EXERCISE DESCRIPTION →
Pick up the WorldOfTaxonomy self-hosting guide below from its last line and continue writing it.

-- EXCERPT PROVIDED follows --

WoT

Self-Host WorldOfTaxonomy in 2 Minutes

April 8, 2026Ram Katamaraja
tutorialself-hostingdocker

Self-Host WorldOfTaxonomy in 2 Minutes

TL;DR: MIT-licensed, fully open source. Clone, docker compose up, and you have the complete platform - API, web app, MCP server, and all 1,000 systems - on your own infrastructure. No vendor lock-in, no per-query pricing.


Architecture overview

graph TB
  subgraph Docker["Docker Compose"]
    PG["PostgreSQL\n(data layer)"]
    API["FastAPI Backend\n:8000"]
    FE["Next.js Frontend\n:3000"]
    MCP["MCP Server\n(stdio)"]
  end
  API --> PG
  MCP --> PG
  FE -->|proxy /api/*| API
  subgraph Sources["Authoritative Sources"]
    CENSUS["Census Bureau"]
    UN["UN Statistics"]
    WHO["WHO"]
    EUROSTAT["Eurostat"]
  end
  API -->|ingest| CENSUS
  API -->|ingest| UN
  API -->|ingest| WHO
  API -->|ingest| EUROSTAT

Quick start (Docker)

git clone https://github.com/colaberry/WorldOfTaxonomy.git
cd WorldOfTaxonomy
docker compose up

That is it. Web app at http://localhost:3000. API at http://localhost:8000.

Ingest systems

graph LR
  EMPTY["Empty DB"] -->|ingest core| CORE["NAICS + ISIC\n+ crosswalk\n~3 min"]
  CORE -->|ingest all| FULL["All 1,000 systems\n~30-45 min"]

The database starts empty. Ingest what you need:

# Core systems (~3 minutes)
docker compose exec backend python3 -m world_of_taxonomy ingest naics
docker compose exec backend python3 -m world_of_taxonomy ingest isic
docker compose exec backend python3 -m world_of_taxonomy ingest crosswalk

# All 1,000 systems (~30-45 minutes)
docker compose exec backend python3 -m world_of_taxonomy ingest all

Each ingester downloads data directly from its authoritative source (Census Bureau, UN, Eurostat, WHO) and loads into your local PostgreSQL. No pre-built data dumps. No third-party intermediaries.

Python only (bring your own PostgreSQL)

pip install -e .

-- EXCERPT PROVIDED concluded --
-- PROVIDED DATA follows --

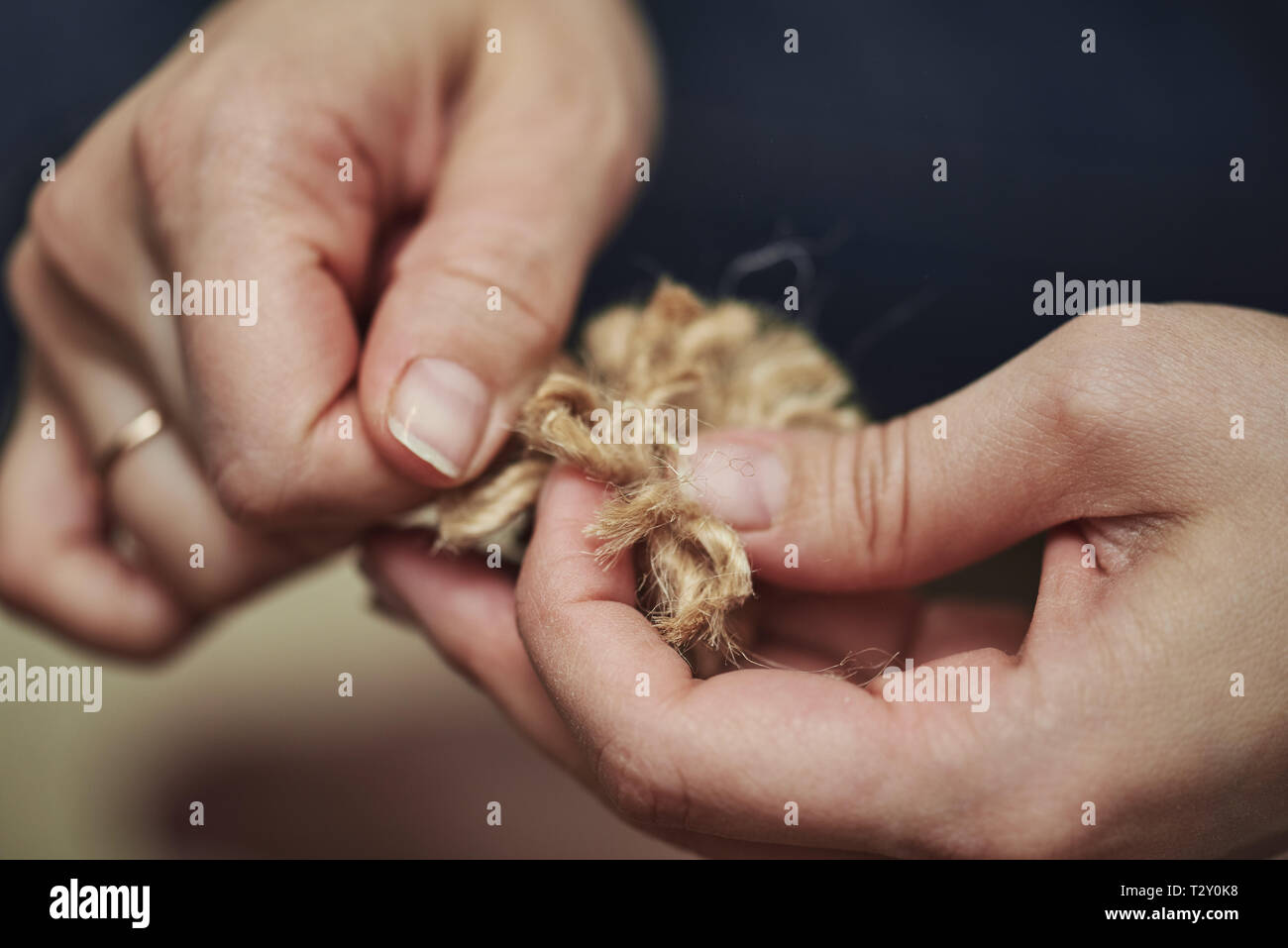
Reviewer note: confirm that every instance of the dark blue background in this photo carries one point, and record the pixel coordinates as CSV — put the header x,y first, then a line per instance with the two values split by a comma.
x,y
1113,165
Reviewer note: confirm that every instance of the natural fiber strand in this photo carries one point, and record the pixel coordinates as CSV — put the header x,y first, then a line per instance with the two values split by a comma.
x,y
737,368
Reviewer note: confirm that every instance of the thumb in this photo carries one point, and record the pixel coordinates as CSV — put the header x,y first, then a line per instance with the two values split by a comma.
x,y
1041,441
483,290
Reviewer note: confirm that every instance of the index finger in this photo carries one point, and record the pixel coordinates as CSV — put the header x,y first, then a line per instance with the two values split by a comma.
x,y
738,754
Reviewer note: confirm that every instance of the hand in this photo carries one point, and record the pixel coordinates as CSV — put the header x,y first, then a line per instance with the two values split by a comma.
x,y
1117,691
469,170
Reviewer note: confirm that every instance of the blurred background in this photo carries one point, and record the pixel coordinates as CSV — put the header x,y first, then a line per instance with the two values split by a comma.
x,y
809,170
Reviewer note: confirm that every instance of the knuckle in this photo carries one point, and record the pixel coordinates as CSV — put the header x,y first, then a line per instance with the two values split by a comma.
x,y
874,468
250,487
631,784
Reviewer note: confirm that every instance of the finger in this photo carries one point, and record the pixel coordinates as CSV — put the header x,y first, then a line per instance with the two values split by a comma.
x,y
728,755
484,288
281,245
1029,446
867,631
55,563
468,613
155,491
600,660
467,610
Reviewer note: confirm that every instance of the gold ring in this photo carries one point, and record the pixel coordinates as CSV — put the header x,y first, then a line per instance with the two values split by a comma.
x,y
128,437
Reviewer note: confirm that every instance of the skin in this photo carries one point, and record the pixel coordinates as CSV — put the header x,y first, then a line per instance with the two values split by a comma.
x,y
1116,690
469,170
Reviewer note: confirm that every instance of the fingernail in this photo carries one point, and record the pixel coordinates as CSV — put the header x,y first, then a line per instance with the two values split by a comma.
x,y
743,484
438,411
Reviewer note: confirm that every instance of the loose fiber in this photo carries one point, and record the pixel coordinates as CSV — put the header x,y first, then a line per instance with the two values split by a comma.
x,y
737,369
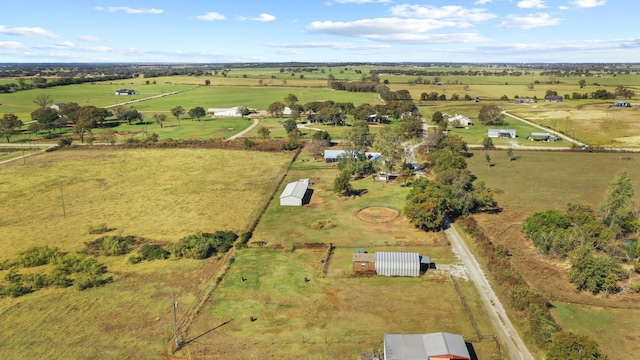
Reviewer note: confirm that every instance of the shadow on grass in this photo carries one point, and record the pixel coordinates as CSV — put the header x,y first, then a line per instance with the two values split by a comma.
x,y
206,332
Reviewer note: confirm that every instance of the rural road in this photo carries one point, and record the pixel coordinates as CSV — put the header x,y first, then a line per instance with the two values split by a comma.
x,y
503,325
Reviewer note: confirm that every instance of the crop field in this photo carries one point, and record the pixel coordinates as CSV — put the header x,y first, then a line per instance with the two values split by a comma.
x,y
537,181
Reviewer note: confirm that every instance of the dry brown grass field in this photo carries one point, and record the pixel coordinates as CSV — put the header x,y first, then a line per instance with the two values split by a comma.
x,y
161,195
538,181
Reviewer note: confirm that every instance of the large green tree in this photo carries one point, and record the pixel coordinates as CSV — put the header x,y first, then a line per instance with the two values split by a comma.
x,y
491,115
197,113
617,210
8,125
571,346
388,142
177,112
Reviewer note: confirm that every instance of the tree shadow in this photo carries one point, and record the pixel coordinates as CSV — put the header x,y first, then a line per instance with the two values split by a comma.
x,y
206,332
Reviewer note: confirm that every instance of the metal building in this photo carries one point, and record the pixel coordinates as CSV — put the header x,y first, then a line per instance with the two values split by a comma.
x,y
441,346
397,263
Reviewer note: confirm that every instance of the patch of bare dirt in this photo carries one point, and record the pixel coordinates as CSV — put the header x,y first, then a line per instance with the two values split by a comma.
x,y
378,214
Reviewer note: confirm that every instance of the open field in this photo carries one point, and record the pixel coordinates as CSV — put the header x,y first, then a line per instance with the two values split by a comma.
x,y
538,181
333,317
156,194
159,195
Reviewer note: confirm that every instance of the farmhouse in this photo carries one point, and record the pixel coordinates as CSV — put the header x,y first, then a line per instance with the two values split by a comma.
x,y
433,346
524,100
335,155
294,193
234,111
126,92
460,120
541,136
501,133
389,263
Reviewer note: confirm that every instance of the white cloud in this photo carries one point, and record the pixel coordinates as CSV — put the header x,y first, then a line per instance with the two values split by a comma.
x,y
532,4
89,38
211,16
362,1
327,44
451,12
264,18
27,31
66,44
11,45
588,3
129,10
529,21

-- PROVIDED DATA concluded --

RESULT →
cp .env.example .env
# Edit .env: set DATABASE_URL and JWT_SECRET
python3 -m world_of_taxonomy init
python3 -m world_of_taxonomy ingest naics
python3 -m uvicorn world_of_taxonomy.api.app:create_app --factory --port 8000

Run the MCP server

python3 -m world_of_taxonomy mcp

Point your AI client (Claude Desktop, Cursor, VS Code) at it using the MCP configuration.

Run the frontend

cd frontend
npm install
npm run dev

Frontend at http://localhost:3000, proxies API calls to :8000 via Next.js rewrites.

Environment variables

Variable Required Default Description
DATABASE_URL Yes - PostgreSQL connection string
JWT_SECRET For auth - JWT signing secret (min 32 chars)
BACKEND_URL For frontend http://localhost:8000 API URL for Next.js proxy

Selective ingestion

You do not need all 1,000 systems. Ingest only what your use case requires:

Use Case Commands
Industry classification ingest naics, ingest isic, ingest nace, ingest crosswalk
Medical coding ingest icd10cm, ingest icd11, ingest loinc
Trade classification ingest hs, ingest unspsc
Occupations ingest soc, ingest isco, ingest esco

Each ingester is independent. Run them in any order. Re-run to update - they use upsert logic, so re-ingestion is idempotent.

Production deployment

graph TB
  subgraph Prod["Production Architecture"]
    LB["Load Balancer\nnginx / Caddy / cloud"]
    API1["FastAPI Instance 1"]
    API2["FastAPI Instance 2"]
    APIX["FastAPI Instance N"]
    PG2["Managed PostgreSQL\nRDS / Cloud SQL / Neon"]
    FE2["Next.js\nVercel / Cloudflare"]
  end
  LB --> API1
  LB --> API2
  LB --> APIX
  API1 --> PG2
  API2 --> PG2
  APIX --> PG2
  FE2 -->|BACKEND_URL| LB
Component Recommendation
PostgreSQL Any managed service - AWS RDS, Cloud SQL, Neon, Supabase
Backend FastAPI behind reverse proxy. Stateless - scale horizontally.
Frontend Vercel, Cloudflare Pages, or any Node.js host
MCP Local process connecting directly to PostgreSQL

Why self-host?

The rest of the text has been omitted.